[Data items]
========================================
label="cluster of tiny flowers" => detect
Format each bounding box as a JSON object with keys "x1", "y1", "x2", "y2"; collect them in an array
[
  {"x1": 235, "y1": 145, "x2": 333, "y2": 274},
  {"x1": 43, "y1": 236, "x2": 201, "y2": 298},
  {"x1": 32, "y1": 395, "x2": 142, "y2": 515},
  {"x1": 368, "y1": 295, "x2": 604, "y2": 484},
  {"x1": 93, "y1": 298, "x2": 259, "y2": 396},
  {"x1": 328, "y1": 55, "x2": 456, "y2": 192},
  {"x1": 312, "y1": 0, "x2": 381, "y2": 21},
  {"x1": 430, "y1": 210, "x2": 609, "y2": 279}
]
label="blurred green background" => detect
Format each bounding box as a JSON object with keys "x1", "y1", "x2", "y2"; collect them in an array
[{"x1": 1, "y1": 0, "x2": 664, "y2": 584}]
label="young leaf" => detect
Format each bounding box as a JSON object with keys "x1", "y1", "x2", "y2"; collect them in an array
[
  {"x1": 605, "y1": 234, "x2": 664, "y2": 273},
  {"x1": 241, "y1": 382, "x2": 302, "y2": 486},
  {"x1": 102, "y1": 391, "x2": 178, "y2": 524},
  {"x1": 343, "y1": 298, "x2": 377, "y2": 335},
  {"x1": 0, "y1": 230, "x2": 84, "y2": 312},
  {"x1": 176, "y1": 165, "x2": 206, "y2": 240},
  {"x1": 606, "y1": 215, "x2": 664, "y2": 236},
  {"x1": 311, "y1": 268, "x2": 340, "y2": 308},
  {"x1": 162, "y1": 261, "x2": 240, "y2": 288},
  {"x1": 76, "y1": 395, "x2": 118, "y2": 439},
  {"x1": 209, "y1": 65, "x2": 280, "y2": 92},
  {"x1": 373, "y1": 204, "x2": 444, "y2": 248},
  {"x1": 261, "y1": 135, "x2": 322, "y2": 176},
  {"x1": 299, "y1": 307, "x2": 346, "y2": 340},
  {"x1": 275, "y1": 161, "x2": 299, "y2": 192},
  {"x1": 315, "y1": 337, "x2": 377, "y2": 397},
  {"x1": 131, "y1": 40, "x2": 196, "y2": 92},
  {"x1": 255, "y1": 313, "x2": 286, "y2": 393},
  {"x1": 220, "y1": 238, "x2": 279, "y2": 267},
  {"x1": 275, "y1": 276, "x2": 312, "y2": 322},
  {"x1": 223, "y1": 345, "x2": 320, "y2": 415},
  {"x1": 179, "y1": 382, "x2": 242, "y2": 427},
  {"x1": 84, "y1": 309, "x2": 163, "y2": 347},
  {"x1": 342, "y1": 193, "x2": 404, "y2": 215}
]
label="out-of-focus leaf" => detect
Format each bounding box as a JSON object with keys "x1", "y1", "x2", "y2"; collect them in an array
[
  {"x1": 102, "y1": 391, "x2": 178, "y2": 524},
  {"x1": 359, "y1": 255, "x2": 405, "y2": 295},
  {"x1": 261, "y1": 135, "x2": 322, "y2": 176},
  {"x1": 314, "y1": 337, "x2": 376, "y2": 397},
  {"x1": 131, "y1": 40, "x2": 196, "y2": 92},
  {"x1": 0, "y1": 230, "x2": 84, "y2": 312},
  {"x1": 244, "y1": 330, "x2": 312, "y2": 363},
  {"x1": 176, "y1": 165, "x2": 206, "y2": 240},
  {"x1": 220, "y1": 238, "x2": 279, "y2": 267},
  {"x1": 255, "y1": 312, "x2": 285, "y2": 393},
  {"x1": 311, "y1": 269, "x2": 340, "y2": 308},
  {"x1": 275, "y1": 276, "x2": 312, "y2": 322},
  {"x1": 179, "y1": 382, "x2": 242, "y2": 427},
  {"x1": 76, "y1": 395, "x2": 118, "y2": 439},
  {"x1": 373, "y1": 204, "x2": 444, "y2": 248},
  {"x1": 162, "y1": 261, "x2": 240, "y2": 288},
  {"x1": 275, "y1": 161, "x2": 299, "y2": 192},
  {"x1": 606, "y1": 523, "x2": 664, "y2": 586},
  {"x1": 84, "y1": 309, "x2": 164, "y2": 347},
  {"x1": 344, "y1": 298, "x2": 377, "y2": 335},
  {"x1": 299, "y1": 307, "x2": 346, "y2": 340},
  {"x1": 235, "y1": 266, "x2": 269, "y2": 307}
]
========================================
• TASK ITEM
Return all lines of the data in which the string "leaf" appears.

• EXERCISE SOLUTION
label="young leaf" => detect
label="out-of-focus leaf" => detect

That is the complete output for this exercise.